→ GIVEN TASK A
Find each line in the records below that contains the word "protective", and copy those lines.

→ SOURCE EXTRACT
%%

What happens after mounting filesystem from file?
Example:
I have rootfs.ext2 file which is located in data directory and mounted under /mnt directory
mount rootfs.ext2 /mnt
After removing rootfs.ext2 I still can use files under /mnt directory, cat file, run binaries, etc.
rm -f rootfs.ext2
I was thinking that rootfs.ext2 file still exists in data directory however it was deleted. I filled whole data directory for test purposes with new data by filling file from /dev/urandom (for rewritting actual data that was before in data directory)
cat /dev/urandom > /data/Filling
Even after filling whole space in data directory I still can access /mnt and run binaries.
The question is what happens with file after mounting it and why I still can moderate throw it? Can I delete rootfs.ext2 (if it's mounted under /) file without undefined behavior of system(binaries are running, full access to filesystem, etc)
Links to documentation are appreciated.

Linux (and Unix) filesystems have several features that allow that.
Inodes
Data (the thing you get when you run cat) and metadata (what you get from stat and ls) is stored in inodes ("indexed nodes") which are like a key-value type storage. Inodes are indexed in the sense that an inode is referred to by its ID, the inode number.
That means that the data in rootfs.ext2 is stored in an inode.
Hard Links
Files inside directories are represented as directory entries. A directory entry is a pair of name and inode number.
You can think of directories as hashtables, where the key is the name, and the value is the inode number.
The full path that a directory entry represents is called a hard link to that inode.
That means that multiple directory entries, in different directories or even in the same directory, can point to the same inode number.
You can create that by running:
$ echo hello > x1
$ cat x1
hello
$ ls -li x1
1956 -rw-r----- 1 root root 6 2022-09-03 21:26 x1
$ ln -v x1 x2
'x2' => 'x1'
$ cat x2
hello
$ ll -li x1 x2
1956 -rw-r----- 2 root root 6 2022-09-03 21:26 x1
1956 -rw-r----- 2 root root 6 2022-09-03 21:26 x2
ln, by default, creates a hard link.
ls -i prints the inode number, and you can see that in the above example, x1 and x2 have the same inode number, and are therefore both hard links to that inode.
You can also see that the first ls prints 1 before root - that's the number of hard links that inode 1956 has. You see it increasing to 2 after x2 is created.
What this means is that rootfs.ext2 is a hard link that points to the inode that actually holds the filesystem.
Reference Count
Every inode has a reference count.
When nothing is loaded, the inode's reference count is equal to its hard link count.

%%

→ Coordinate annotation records
%%

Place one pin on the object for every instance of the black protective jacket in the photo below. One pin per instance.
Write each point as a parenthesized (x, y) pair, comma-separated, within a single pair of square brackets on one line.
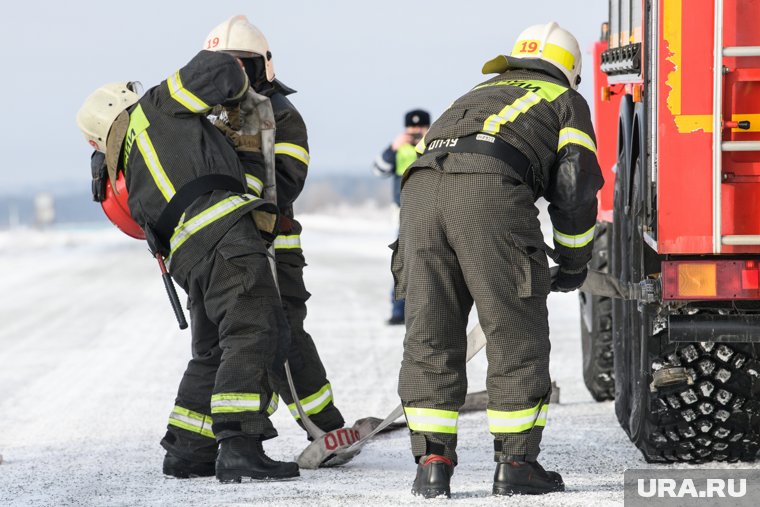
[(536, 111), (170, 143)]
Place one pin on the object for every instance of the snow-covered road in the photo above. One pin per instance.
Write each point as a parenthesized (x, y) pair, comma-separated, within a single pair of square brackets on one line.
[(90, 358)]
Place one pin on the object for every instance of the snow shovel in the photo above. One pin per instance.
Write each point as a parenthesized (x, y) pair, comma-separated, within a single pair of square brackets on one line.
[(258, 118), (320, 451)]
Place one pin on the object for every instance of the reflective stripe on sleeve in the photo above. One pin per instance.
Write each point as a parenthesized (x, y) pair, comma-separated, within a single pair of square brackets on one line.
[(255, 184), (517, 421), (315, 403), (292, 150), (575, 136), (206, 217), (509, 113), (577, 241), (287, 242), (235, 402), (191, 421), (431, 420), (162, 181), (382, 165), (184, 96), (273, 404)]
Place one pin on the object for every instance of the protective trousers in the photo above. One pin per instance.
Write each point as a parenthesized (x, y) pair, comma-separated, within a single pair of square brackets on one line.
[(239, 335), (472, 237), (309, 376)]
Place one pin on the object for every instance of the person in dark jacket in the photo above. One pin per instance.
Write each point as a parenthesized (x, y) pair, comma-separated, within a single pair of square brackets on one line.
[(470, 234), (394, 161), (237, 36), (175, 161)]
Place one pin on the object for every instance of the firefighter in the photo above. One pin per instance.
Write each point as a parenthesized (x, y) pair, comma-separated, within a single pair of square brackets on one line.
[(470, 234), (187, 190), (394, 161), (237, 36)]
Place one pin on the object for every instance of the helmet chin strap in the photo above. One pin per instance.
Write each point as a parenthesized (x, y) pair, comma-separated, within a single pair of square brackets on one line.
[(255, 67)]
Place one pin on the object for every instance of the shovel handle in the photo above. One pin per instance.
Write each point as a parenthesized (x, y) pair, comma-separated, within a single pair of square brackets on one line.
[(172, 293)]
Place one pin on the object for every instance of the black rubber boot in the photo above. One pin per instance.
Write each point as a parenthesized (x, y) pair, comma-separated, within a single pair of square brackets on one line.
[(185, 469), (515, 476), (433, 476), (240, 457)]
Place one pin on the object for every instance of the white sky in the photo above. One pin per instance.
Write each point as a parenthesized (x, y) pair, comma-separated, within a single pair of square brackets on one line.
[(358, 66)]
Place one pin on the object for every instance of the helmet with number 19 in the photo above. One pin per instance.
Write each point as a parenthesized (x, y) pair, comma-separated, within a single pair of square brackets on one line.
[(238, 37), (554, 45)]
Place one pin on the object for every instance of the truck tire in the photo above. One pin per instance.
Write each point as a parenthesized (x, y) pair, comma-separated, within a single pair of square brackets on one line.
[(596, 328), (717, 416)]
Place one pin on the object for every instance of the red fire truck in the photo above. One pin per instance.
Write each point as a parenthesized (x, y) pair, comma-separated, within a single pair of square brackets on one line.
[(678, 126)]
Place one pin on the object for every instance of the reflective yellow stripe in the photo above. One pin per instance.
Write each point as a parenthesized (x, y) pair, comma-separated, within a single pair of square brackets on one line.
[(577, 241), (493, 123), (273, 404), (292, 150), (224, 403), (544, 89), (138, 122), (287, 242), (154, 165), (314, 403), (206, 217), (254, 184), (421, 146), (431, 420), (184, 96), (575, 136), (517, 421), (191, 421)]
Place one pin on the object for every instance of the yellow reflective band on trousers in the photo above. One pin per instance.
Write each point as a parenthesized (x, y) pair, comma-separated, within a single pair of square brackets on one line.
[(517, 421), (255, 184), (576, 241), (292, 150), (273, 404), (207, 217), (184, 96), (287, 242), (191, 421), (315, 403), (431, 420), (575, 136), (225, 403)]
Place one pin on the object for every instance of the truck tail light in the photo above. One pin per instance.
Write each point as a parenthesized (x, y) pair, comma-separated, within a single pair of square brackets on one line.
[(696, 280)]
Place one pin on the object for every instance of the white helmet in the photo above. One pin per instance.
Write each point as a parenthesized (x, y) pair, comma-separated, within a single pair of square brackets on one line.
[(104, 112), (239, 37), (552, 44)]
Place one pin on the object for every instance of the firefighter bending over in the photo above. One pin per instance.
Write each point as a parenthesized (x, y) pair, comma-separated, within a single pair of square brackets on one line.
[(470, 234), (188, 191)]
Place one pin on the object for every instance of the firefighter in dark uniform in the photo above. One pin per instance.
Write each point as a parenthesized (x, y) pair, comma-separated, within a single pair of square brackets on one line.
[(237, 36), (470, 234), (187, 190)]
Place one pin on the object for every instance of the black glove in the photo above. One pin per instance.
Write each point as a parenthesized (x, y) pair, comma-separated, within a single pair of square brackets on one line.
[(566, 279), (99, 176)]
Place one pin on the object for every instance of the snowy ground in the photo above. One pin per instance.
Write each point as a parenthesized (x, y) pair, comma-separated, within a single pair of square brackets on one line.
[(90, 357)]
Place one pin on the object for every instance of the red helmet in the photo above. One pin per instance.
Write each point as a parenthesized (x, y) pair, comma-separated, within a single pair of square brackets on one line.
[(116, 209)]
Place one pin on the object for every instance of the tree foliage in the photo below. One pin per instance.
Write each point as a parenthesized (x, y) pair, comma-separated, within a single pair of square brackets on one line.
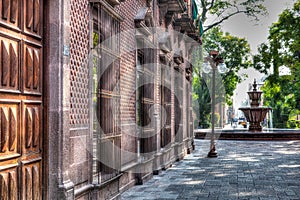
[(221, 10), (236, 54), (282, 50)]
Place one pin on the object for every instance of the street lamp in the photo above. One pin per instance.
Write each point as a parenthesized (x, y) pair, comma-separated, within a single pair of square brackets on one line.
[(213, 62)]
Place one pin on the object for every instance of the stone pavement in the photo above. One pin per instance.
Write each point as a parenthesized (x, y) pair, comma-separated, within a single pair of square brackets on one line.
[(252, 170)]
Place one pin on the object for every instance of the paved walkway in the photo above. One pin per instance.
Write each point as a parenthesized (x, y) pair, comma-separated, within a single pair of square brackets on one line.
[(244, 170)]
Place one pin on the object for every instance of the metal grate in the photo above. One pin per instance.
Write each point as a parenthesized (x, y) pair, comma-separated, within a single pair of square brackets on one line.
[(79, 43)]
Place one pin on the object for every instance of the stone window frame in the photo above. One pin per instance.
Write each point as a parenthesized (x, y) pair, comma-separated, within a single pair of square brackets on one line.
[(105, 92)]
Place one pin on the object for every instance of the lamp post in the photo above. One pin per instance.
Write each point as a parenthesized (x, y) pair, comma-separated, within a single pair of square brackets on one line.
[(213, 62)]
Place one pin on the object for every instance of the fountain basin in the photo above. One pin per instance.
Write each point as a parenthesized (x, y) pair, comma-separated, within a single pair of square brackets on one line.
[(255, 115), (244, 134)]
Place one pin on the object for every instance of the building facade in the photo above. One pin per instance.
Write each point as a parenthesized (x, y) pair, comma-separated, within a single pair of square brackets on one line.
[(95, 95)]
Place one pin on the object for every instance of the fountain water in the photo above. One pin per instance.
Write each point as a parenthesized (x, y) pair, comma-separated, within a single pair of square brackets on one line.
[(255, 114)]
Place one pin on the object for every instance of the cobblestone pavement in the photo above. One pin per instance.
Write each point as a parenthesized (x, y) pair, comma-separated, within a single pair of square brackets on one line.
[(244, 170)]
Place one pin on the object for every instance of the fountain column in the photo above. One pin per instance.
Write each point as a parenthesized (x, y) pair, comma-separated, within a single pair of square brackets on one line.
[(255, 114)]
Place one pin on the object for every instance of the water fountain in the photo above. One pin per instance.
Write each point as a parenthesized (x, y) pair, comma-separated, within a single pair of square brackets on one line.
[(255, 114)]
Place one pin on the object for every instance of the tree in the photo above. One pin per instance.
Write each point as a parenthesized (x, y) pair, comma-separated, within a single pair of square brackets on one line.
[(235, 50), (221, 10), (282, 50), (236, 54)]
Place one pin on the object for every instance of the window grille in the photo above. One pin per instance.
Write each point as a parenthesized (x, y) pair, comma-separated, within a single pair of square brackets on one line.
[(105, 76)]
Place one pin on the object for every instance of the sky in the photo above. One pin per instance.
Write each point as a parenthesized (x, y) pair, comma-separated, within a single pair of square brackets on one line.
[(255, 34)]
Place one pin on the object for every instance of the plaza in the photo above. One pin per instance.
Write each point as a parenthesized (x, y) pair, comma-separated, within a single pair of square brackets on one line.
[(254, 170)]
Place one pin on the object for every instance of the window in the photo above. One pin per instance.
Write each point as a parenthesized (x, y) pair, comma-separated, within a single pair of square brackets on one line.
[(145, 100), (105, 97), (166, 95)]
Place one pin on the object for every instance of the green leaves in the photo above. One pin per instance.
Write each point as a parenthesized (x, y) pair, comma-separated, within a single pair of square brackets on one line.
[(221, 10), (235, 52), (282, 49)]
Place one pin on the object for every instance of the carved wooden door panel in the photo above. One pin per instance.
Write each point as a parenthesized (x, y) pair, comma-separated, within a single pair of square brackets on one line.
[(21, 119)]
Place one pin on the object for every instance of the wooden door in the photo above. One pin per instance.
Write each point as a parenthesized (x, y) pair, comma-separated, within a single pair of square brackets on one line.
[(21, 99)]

%%

→ GIVEN TASK B
Reproduce the passage of the thread above about mounting a filesystem from a file, starting with "Linux (and Unix)" and going on through "same inode number.".

→ FULL ANSWER A
Place one pin on the object for every instance of the black protective jacket in the photo below. One pin per instance.
Place one pin on the object for every instance of the protective trousers in the photo above. One pin per instance.

→ FULL ANSWER B
Linux (and Unix) filesystems have several features that allow that.
Inodes
Data (the thing you get when you run cat) and metadata (what you get from stat and ls) is stored in inodes ("indexed nodes") which are like a key-value type storage. Inodes are indexed in the sense that an inode is referred to by its ID, the inode number.
That means that the data in rootfs.ext2 is stored in an inode.
Hard Links
Files inside directories are represented as directory entries. A directory entry is a pair of name and inode number.
You can think of directories as hashtables, where the key is the name, and the value is the inode number.
The full path that a directory entry represents is called a hard link to that inode.
That means that multiple directory entries, in different directories or even in the same directory, can point to the same inode number.